#### [DIRECTION]
Print the material below line for line without changing anything, and leave out the pictures.
INPUT RECORDS start
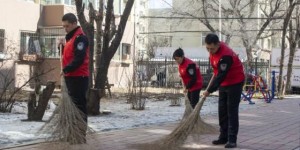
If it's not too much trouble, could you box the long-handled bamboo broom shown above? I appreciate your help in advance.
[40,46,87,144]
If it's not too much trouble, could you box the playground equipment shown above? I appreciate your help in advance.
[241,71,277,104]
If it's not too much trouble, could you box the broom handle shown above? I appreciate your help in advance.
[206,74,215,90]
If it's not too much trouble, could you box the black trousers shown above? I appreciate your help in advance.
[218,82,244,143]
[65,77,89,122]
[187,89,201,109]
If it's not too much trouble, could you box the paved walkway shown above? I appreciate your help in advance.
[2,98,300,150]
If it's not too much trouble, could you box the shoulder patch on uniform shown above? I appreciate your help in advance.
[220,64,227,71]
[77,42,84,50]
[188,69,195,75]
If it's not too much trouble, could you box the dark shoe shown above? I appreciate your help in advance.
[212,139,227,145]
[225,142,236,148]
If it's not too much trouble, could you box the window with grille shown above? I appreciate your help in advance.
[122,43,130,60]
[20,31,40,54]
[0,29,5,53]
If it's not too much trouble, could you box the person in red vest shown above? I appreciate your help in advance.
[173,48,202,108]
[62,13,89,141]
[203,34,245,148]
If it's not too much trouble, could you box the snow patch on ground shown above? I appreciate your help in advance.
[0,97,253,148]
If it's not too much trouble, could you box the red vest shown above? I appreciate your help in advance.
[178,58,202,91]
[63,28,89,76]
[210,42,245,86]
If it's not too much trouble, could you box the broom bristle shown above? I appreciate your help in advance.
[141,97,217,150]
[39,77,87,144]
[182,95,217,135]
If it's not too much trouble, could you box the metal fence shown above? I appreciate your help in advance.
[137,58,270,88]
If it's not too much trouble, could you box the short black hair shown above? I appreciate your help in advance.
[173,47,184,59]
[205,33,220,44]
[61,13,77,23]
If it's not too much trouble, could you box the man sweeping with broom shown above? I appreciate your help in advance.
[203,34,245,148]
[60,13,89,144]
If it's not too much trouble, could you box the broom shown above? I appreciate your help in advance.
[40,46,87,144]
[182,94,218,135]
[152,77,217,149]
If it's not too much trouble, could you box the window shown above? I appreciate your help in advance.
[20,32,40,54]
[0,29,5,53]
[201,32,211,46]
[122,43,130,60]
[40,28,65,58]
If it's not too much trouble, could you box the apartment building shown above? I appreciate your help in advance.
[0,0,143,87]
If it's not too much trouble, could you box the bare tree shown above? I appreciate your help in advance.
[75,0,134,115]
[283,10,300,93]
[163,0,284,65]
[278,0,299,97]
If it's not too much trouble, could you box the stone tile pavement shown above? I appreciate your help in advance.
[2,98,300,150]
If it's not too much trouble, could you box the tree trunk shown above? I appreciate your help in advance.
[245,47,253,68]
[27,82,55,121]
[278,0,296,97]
INPUT RECORDS end
#### [TASK RESPONSE]
If it's not too much trouble, could you box the long-handled bamboo broom shown above? I appreciate your help in advance.
[40,46,87,144]
If it's not too much trouble, could you box the playground equipment shown above? I appreciate your help in advance.
[241,71,277,104]
If it's not too much trouble, could you box the broom handle shown above? I appreciate your help in advance.
[206,74,215,90]
If it's not too much trouble, could you box the black trousers shown above? I appreciate your help in advance.
[218,82,244,143]
[65,77,89,122]
[187,89,201,109]
If it's not too much trouble, could you box the paved walkway shown above? I appreciate your help in advance.
[2,98,300,150]
If it's not too much trouble, could you box the shoulder patch on uniform shown above? I appreciate your help in advance.
[220,64,227,71]
[77,42,84,50]
[188,69,195,75]
If it's not too much trouble, could you box the dark shoe shown above? I appreciate your help in advance.
[212,139,227,145]
[225,142,236,148]
If it's not too much trouble, could you box the window with grille shown above? I appreciate your help in advance.
[122,43,130,60]
[20,31,40,54]
[0,29,5,53]
If it's not too much trouble, could you box the person in red vest shown above? I appreciate your help in advance.
[173,48,202,108]
[62,13,89,141]
[203,34,245,148]
If it's not too much trouble, could you box the snow patch on ground shown above? I appreciate your help in advance.
[0,97,253,148]
If it's not too much trouble, could you box the red vest shown above? I appreciate your help in advance.
[178,58,202,91]
[63,28,89,76]
[210,42,245,86]
If it's not too much trouble, could you box the broom bristle shown above? I appreciate your help in advance.
[141,97,217,150]
[39,77,87,144]
[182,95,217,135]
If it's not too much trouble, could you box the metal fence shown above? I appreciate your help in advance.
[137,58,270,88]
If it's not too much trouble, could you box the short black hair shown above? I appreciate your help in advance.
[173,47,184,59]
[205,33,220,44]
[61,13,77,23]
If it's not too much trouble, could you box the man sweeping with broom shown above? I appreciate your help in advance.
[203,34,245,148]
[60,13,89,144]
If it's not too much trouble, could you box the broom shown above? I appreciate your help in advance.
[40,46,87,144]
[182,94,218,135]
[152,77,217,149]
If it's not too much trouble, could you box the window shown above? I appreciate your help in advance.
[20,32,40,54]
[0,29,5,53]
[201,32,211,46]
[122,43,130,60]
[40,28,65,58]
If it's not too much trouble, could you box the apartment building shown above? I appreciate your help in advance.
[0,0,143,87]
If it's not too much trouble, could you box the bare tree shown above? I appreciate your help in advance.
[75,0,134,115]
[283,10,300,93]
[163,0,284,65]
[278,0,299,97]
If it's not too much trouble, could you box the stone tile pavement shown above? I appreciate your help in advance.
[2,98,300,150]
If it's not too much trouble, could you box the tree trunk shown above? I appreciate your help in advance.
[245,47,253,68]
[27,82,55,121]
[278,0,296,97]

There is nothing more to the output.